* _Tujuan Tugas_
Tolong cetak persis bagian teks tentang manusia sebagai makhluk yang bertanya, seluruhnya mulai dari "TAHUKAH Anda sekarang, mengapa" terus ke bawah hingga "manusia, adalah apa?".

* _Teks Pilihan_
::::

Asal-muasalnya adalah ia lahir dari hakikat manusia sebagai ”makhluk yang bertanya”. Manusia bertanya, karena – berbeda dari makhluk lainnya – ia tidak mau secara pasif begitu saja menerima apa yang ada. Manusia juga bertanya, karena ia tidak merasa aman dan nyaman hidup di tengah-tengah misteri. Tidak tahan diseputari oleh hal-hal yang serba asing dan yang tidak dikenalnya.
Bila menghadapi situasi seperti itu, ia pasti akan berupaya sekuat tenaga untuk menguasai serta mengubah kesekitarannya itu, untuk kemudian dapat mengeksploitasinya. Inilah yang kita kenal sebagai kemampuan ”kreatif” manusia.
Tapi bagaimana bila – seperti sering terjadi -- kenyataan tidak mungkin diubah? Dengan perkataan lain, bila ”kenyataan” yang ada ternyata jauh lebih perkasa, ketimbang ”kemampuan” manusia mengubahnya? Maka inilah yang akan terjadi. Yaitu si manusia-lah yang akan berusaha mengubah dan menyesuaikan dirinya. Ini disebut sebagai kemampuan ”akomodatif” manusia.
Yang terpenting yang hendak saya kemukakan adalah, manusia selalu mengambil sikap terhadap sekitarnya. Dan untuk mengambil sikap itu maka, tidak dapat tidak, paling sedikit manusia harus mengenali kesekitarannya itu. Karena inilah dan untuk inilah, manusia bertanya ”apa?”.
TAHUKAH Anda sekarang, mengapa pertanyaan pertama yang meluncur dari mulut manusia adalah pertanyaan ”apa?” (= what). Pertanyaan ini, bukan, yang terus meluncur dari mulut anak-anak kita ketika balita? Ini apa? Itu apa?
Dan, hebatnya, bila objek yang dipertanyakan tersebut tidak dapat menjelaskan sendiri ”apa” atau ”siapa” dia, maka manusialah yang kemudian menentukan ”nama”nya. Itu sebabnya, menurut Alkitab, tindakan atau pekerjaan yang pertama-tama dilakukan oleh manusia, adalah apa?

::::

* _Data yang Diberikan_

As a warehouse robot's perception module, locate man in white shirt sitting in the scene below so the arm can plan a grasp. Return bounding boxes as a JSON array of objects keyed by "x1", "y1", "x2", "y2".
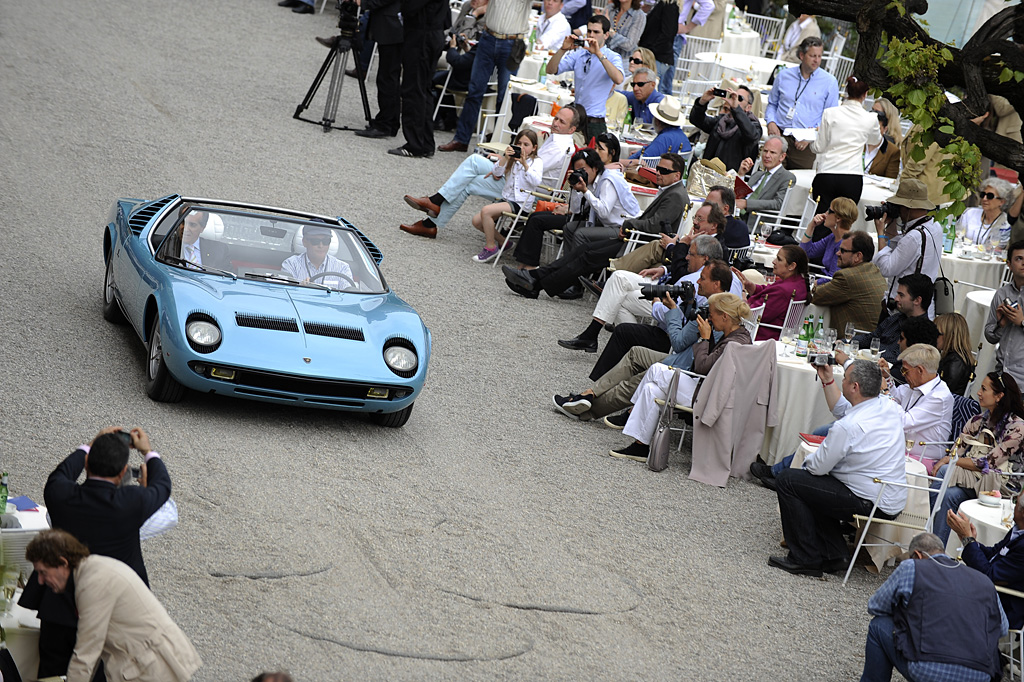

::::

* _Jawaban Tugas_
TAHUKAH Anda sekarang, mengapa pertanyaan pertama yang meluncur dari mulut manusia adalah pertanyaan ”apa?” (= what). Pertanyaan ini, bukan, yang terus meluncur dari mulut anak-anak kita ketika balita? Ini apa? Itu apa?
Dan, hebatnya, bila objek yang dipertanyakan tersebut tidak dapat menjelaskan sendiri ”apa” atau ”siapa” dia, maka manusialah yang kemudian menentukan ”nama”nya. Itu sebabnya, menurut Alkitab, tindakan atau pekerjaan yang pertama-tama dilakukan oleh manusia, adalah apa?